(Point placement rows)

-- Begin --

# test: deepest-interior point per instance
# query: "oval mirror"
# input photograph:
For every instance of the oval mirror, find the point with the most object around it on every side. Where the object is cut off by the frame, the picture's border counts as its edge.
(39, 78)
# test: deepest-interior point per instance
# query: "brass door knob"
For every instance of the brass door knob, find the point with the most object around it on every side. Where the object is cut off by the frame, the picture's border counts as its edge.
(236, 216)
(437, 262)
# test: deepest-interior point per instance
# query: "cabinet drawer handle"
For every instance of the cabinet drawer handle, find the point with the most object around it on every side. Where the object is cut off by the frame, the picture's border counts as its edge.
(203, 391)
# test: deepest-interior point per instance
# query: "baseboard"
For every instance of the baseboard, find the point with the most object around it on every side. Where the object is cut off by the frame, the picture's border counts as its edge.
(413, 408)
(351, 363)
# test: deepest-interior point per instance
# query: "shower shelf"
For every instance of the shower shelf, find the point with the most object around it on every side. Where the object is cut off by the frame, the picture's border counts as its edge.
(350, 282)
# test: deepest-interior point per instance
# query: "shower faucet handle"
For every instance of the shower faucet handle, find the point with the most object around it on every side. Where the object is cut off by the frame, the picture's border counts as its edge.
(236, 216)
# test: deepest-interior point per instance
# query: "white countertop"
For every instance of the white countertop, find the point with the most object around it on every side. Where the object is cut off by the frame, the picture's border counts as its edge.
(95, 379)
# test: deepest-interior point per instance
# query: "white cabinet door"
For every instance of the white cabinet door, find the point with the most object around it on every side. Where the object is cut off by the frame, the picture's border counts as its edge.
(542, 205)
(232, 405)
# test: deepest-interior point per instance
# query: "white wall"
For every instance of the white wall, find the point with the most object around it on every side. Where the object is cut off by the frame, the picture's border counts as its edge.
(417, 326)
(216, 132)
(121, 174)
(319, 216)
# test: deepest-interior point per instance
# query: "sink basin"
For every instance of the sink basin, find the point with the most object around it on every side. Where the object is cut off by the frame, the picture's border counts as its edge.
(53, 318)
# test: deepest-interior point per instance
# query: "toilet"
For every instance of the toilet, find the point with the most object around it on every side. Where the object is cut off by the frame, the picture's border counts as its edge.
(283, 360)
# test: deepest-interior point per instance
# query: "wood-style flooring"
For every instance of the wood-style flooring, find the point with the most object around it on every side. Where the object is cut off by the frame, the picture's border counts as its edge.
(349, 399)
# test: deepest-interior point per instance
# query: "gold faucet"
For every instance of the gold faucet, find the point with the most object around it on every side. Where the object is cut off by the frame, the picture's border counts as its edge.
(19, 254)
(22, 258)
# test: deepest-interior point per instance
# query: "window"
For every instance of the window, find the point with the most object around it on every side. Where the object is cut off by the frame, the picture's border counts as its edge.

-- End --

EXERCISE DESCRIPTION >> How many lines in the rows above contain the string "mirror", with case counting? Reply with the number alone.

ANSWER FOR THE TASK >> 2